Region outline records
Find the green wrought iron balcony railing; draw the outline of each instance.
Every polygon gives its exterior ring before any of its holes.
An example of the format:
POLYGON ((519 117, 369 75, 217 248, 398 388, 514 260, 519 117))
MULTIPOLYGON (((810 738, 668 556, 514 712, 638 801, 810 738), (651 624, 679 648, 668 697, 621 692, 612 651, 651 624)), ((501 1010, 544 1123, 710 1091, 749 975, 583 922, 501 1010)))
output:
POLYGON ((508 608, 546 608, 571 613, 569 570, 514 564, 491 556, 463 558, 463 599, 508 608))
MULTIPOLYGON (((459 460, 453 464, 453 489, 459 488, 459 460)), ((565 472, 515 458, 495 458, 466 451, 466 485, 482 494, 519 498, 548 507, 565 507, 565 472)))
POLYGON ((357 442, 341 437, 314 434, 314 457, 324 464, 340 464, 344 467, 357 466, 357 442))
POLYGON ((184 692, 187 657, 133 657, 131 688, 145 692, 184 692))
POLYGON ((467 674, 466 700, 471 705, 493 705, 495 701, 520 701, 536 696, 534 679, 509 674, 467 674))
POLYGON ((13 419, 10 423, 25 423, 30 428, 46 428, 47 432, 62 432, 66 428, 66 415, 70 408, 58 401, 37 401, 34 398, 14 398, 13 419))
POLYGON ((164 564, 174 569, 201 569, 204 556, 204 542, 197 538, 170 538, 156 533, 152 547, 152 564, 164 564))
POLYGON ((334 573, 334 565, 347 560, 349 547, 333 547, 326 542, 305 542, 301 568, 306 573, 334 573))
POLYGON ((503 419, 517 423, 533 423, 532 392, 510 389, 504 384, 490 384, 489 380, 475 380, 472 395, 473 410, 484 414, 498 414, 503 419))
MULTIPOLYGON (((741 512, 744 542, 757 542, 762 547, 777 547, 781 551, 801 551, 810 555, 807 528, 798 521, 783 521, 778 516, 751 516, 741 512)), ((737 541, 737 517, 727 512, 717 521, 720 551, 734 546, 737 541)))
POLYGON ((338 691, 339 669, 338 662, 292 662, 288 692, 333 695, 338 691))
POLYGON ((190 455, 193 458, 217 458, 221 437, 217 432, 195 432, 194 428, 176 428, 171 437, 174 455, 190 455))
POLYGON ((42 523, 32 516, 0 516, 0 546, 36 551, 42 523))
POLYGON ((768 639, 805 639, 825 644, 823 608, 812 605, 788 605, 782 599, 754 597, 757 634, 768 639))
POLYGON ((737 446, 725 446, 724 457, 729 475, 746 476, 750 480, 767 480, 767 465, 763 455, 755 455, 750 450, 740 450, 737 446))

• _PROBLEM STATEMENT_: Format the lines from the beginning of the records through the line containing "POLYGON ((338 691, 339", inclusive, as a JSON array of strings with one string per line. Skip any blank lines.

• _FINAL ANSWER_:
[
  "Find the green wrought iron balcony railing; draw the outline of each instance.",
  "Every polygon gives its exterior ring before any of its holes.",
  "An example of the format:",
  "POLYGON ((519 117, 369 75, 217 248, 398 388, 514 260, 519 117))",
  "MULTIPOLYGON (((810 738, 668 556, 514 712, 638 801, 810 738), (651 624, 679 648, 668 697, 621 692, 612 651, 651 624)), ((501 1010, 544 1123, 710 1091, 749 975, 583 922, 501 1010)))",
  "output:",
  "POLYGON ((508 608, 546 608, 571 613, 569 570, 514 564, 491 556, 463 558, 463 599, 508 608))",
  "MULTIPOLYGON (((459 460, 453 464, 453 489, 459 488, 459 460)), ((565 472, 515 458, 495 458, 466 451, 466 485, 482 494, 519 498, 548 507, 565 507, 565 472)))",
  "POLYGON ((357 442, 341 437, 314 434, 314 457, 324 464, 340 464, 344 467, 357 466, 357 442))",
  "POLYGON ((184 692, 187 657, 133 657, 131 688, 145 692, 184 692))",
  "POLYGON ((467 674, 466 700, 471 705, 493 705, 495 701, 520 701, 536 696, 534 679, 509 674, 467 674))",
  "POLYGON ((13 419, 10 423, 25 423, 30 428, 46 428, 47 432, 62 432, 66 428, 66 415, 70 408, 58 401, 37 401, 34 398, 14 398, 13 419))",
  "POLYGON ((164 564, 174 569, 201 569, 204 556, 204 542, 197 538, 170 538, 156 533, 152 547, 152 564, 164 564))",
  "POLYGON ((334 573, 334 565, 347 560, 349 547, 333 547, 326 542, 305 542, 301 568, 306 573, 334 573))",
  "POLYGON ((503 419, 517 423, 533 423, 532 392, 510 389, 504 384, 490 384, 489 380, 475 380, 472 395, 473 410, 484 414, 498 414, 503 419))",
  "MULTIPOLYGON (((741 512, 744 542, 757 542, 762 547, 777 547, 781 551, 801 551, 810 555, 807 528, 798 521, 783 521, 778 516, 751 516, 741 512)), ((737 541, 737 517, 727 512, 717 521, 720 551, 734 546, 737 541)))",
  "POLYGON ((338 691, 339 669, 338 662, 292 662, 288 692, 333 695, 338 691))"
]